**Assignment**
In your copy of the data below, reproduce every entry exactly and omit the pictures.

Stored entries
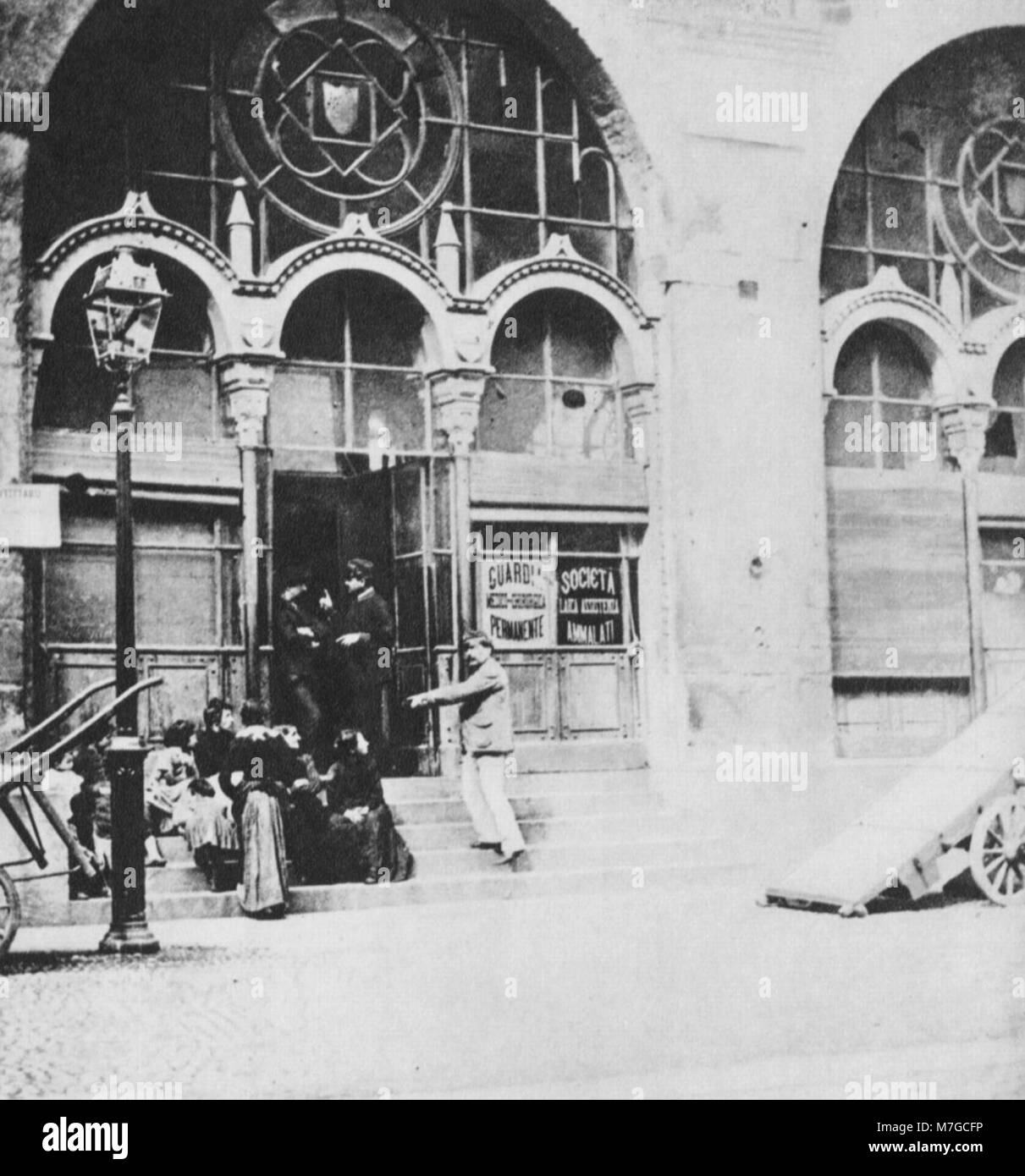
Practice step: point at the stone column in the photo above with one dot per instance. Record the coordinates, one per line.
(15, 424)
(964, 424)
(455, 400)
(246, 386)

**Response**
Practice step: point at the stone column in the photo above with one dot per instance. Record the coordinates, one per line.
(15, 424)
(964, 424)
(455, 400)
(246, 386)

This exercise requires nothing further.